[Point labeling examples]

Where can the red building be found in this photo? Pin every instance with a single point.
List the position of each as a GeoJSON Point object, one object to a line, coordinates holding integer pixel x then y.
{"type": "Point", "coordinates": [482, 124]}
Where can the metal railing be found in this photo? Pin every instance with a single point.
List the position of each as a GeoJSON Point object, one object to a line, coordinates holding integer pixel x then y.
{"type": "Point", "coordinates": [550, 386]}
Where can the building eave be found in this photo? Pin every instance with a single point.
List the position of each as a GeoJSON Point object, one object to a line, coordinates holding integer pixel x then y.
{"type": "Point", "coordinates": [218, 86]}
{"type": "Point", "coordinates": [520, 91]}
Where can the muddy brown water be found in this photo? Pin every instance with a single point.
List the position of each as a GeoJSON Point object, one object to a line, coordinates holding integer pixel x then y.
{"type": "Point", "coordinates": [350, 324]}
--
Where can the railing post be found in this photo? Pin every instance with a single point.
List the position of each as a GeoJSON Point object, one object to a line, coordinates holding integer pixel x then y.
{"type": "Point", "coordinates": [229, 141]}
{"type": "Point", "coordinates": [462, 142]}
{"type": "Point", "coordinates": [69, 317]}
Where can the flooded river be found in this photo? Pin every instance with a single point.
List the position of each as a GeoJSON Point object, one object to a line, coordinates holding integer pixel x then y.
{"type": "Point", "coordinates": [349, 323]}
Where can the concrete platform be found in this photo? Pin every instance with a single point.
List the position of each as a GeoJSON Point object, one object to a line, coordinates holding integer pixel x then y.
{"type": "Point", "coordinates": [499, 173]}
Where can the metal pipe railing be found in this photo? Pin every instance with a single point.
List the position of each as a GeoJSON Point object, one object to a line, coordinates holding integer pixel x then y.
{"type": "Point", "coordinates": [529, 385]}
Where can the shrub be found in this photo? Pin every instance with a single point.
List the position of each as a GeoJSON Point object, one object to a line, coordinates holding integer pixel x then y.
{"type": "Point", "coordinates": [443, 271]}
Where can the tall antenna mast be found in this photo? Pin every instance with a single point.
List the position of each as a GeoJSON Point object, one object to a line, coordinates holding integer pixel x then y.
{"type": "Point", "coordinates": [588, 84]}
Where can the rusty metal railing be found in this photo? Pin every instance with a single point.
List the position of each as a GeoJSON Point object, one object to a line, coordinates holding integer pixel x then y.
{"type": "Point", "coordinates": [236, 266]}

WRITTEN REQUEST:
From the data above, pull out each line that contains the word "metal" and copy it unchanged.

OUTPUT OF THE EXERCISE:
Where can the metal railing be found in this photo? Pin every instance with a single point.
Where can the metal pipe railing be found in this photo? Pin every instance with a single point.
Where can the rusty metal railing be found in this photo? Pin every instance with a single point.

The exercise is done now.